***** ФРАГМЕНТ ДОКУМЕНТА *****

Вот в чем причина раздраженности и невежливой язвительности Порфирия. Вот почему он так настойчиво старается указать Раскольникову, что тот хоть немного, а должен был полагать себя необыкновенным человеком, коль скоро писал свою статью. Мнение Порфирия: русский человек, Раскольников не способен оставаться в сфере отвлеченно объективного и обязательно должен привнести сюда личную субъективность (что значит в конце концов свою выгоду – пусть духовную, не материальную, все равно). Поединок Порфирия с Раскольниковым – это не поединок конкретного следователя с конкретным преступником, но спор одного теоретика с другим. В романе два идейных сюжета. На поверхности – нечего было Раскольникову убивать, коль он не Наполеон. На втором плане – нечего было Раскольникову соблазняться Гегелем, коль скоро он по-настоящему не способен на холодно-отвлеченное мышление.
«– Ну, полноте, кто ж у нас на Руси себя Наполеоном теперь не считает? – со страшной фамильярностию произнес вдруг Порфирий», – и это заявление звучит как выношенная и горькая мысль о современной России, о том, куда она идет – для одного только преступника тут было бы слишком много чести.

***** ИЗУЧАЕМЫЕ ДАННЫЕ *****

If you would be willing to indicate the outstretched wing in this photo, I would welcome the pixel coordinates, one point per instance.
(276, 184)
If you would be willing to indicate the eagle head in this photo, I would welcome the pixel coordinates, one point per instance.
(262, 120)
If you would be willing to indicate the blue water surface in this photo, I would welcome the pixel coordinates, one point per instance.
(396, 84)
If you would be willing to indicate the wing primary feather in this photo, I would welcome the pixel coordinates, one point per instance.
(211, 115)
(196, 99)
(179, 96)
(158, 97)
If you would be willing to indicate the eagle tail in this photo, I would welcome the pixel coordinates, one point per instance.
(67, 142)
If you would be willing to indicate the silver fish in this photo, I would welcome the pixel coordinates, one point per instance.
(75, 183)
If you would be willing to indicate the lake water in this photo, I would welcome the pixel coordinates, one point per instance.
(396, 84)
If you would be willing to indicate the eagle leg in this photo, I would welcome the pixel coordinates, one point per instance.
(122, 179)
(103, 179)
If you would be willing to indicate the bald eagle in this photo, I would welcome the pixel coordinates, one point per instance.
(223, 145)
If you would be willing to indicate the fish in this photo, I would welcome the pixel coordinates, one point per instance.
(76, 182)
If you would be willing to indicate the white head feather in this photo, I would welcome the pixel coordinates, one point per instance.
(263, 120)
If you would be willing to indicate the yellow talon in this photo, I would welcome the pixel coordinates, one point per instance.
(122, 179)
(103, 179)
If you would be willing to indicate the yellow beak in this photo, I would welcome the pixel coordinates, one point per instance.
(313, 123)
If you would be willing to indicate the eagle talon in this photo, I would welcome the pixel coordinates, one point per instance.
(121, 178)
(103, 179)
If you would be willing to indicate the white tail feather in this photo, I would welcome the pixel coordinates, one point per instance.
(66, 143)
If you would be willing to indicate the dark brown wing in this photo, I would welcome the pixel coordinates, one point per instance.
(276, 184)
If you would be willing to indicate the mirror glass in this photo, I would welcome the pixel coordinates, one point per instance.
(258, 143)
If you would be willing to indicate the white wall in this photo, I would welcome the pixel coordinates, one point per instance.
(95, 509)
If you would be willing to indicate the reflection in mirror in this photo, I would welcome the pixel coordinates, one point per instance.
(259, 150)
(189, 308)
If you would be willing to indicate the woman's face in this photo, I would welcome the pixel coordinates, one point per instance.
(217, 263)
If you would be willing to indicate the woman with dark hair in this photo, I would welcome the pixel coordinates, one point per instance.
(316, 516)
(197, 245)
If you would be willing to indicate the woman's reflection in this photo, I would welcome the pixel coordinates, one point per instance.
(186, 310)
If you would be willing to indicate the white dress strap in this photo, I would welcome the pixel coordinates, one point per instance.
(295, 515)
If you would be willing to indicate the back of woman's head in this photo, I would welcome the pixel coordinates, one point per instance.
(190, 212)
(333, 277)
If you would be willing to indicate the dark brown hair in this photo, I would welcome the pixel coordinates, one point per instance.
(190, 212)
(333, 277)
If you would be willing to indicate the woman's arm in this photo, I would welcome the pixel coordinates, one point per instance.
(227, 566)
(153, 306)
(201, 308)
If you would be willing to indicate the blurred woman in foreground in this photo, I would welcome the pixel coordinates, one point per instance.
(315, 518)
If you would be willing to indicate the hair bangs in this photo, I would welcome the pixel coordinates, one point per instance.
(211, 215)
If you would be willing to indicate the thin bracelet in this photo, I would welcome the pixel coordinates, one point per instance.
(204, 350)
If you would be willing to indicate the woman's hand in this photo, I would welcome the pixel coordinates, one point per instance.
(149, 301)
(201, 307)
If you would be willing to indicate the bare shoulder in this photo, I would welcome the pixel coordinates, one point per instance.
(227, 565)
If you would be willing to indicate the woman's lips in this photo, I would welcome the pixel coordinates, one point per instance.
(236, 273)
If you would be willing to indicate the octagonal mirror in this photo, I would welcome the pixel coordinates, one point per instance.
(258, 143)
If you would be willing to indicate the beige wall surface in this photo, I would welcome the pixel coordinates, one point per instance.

*****

**ЧТО СДЕЛАТЬ:** Продолжите ли вы рассуждение о споре Порфирия с Раскольниковым, начав сразу после его последнего предложения?

**РЕЗУЛЬТАТ ЗАДАНИЯ:**
«Преступление и наказание» – это трагический роман, но это еще иронический роман, потому что его герой, единственный из всех героев способный совершить подвиг, совершает вместо того нелепое убийство и раздавлен им. В «Преступлении и наказании» Достоевский извлекает изнутри своего сознания и сталкивает между собой Порфирия – носителя национальной и государственной идеи с неразрывным компонентом, православной религией и Раскольникова – носителя западного идеала романтического героя, под предводительством которого униженные и оскорбленные должны были бы войти в Новый Иерусалим. Хотя Достоевский и декларировал в записных книжках активную идею, что Россия спасет Европу православием, в художественных своих произведениях, безо всяких деклараций, образами главных персонажей, то есть на чисто художественном уровне, он куда более тревожно и пессимистически проводил обратную идею: насколько велико и одновременно пагубно влияние европейских ценностей на русских образованных людей. Достоевский всегда подчеркивал, что в то время как европейские нации начинались с акта воли (пример Рима), Россия создавалась пассивно, в результате давления внешних враждебных сил. Разумеется, исторические идеи Достоевского не научны, а символичны, но в них есть зерно истины.
Глава третья. «Бесы»
Вот, пожалуй, самая ироническая и самая рисковая фраза во всем художественном творчестве Достоевского: «Наши медики по вскрытии трупа совершенно и настойчиво отвергли помешательство».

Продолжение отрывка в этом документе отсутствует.